Re: [Bacula-devel] Query changes in the catalog browser and indexes

Marc Cousin Sun, 02 Sep 2007 05:46:53 -0700

> Actually, it is worse than what you describe above.  The problem is that I
> did not consider in my proposal what happens in an Incremental backup.  As
> proposed, it simply will not work.
>
> > Maybe it would be easier to add a parentid in the Path table.
>
> This is probably a nice solution that will help improve performance a lot.


We still would have to work out a way of inserting this data efficiently : I 
think we ought not try to do single selects to find the parent path of a 
path, it would defeat all we've done for batch inserts. There are some ways 
to do it with batch, it will just require a bit of implementation.

>
> > Of course it
> > means we don't restrain links to the ones that should be displayed for a
> > given server... But this is then easily filtered matching data from the
> > Dir or File table and saves a lot of space. Of course, it defeats the
> > purpose of having an easy way to recognise 'root' directories, as the
> > info isn't there anymore... Maybe then this info should be stored in
> > another place ? Something like having more metadata in the job table (or
> > another table describing all the root directories associated with a
> > peculiar job, or anythink of this sort, I really don't know)

- **WRITTEN EXERCISE 1**
Count the lines in the rows below that contain the string "bicycle", treating uppercase and lowercase as different, and reply with the number only.

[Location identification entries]
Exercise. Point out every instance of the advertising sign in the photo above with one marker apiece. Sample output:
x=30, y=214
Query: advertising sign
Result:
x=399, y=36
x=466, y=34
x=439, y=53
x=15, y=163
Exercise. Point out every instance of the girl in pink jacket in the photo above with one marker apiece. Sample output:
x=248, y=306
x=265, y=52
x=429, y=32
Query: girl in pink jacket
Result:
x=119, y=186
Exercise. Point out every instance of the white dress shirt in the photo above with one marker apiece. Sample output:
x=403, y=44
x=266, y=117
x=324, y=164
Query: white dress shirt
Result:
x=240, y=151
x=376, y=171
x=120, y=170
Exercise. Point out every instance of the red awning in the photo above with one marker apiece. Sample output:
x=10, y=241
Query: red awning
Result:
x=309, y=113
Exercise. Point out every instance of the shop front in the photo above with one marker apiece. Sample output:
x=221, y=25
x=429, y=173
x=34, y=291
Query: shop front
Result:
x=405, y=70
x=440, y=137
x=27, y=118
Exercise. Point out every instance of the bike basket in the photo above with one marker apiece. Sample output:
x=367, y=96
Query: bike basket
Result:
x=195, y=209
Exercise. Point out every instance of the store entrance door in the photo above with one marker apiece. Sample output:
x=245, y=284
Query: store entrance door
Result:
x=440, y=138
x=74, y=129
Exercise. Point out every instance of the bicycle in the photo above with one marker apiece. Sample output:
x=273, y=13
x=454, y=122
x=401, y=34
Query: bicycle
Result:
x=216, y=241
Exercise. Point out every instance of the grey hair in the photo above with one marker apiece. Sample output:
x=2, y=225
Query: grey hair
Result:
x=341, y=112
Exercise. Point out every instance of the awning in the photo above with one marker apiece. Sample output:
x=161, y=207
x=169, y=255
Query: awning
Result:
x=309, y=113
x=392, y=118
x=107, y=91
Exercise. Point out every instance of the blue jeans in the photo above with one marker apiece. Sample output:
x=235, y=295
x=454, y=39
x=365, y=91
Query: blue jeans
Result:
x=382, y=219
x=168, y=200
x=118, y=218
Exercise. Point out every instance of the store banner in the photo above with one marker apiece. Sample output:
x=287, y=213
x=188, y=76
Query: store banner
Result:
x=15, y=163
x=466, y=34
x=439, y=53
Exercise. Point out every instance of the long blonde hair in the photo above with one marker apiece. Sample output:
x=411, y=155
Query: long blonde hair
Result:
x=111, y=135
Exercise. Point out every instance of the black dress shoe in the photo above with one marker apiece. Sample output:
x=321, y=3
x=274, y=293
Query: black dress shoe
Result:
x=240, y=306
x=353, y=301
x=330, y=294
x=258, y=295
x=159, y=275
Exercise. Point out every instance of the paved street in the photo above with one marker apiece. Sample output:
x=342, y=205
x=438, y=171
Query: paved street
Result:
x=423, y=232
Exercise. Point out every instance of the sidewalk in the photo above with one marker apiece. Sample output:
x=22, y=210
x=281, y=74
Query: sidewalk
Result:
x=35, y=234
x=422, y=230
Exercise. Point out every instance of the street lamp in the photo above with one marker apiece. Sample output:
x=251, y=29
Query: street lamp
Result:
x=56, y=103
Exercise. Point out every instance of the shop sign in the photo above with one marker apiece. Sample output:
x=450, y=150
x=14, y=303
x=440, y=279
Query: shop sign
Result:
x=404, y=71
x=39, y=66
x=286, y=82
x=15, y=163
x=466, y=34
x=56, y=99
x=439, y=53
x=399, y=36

- **WRITTEN EXERCISE 2**
According to the mailing-list reply above, what kind of backup did the original proposal fail to consider?

- **EXERCISE ANSWER 1**
2

- **EXERCISE ANSWER 2**
An Incremental backup.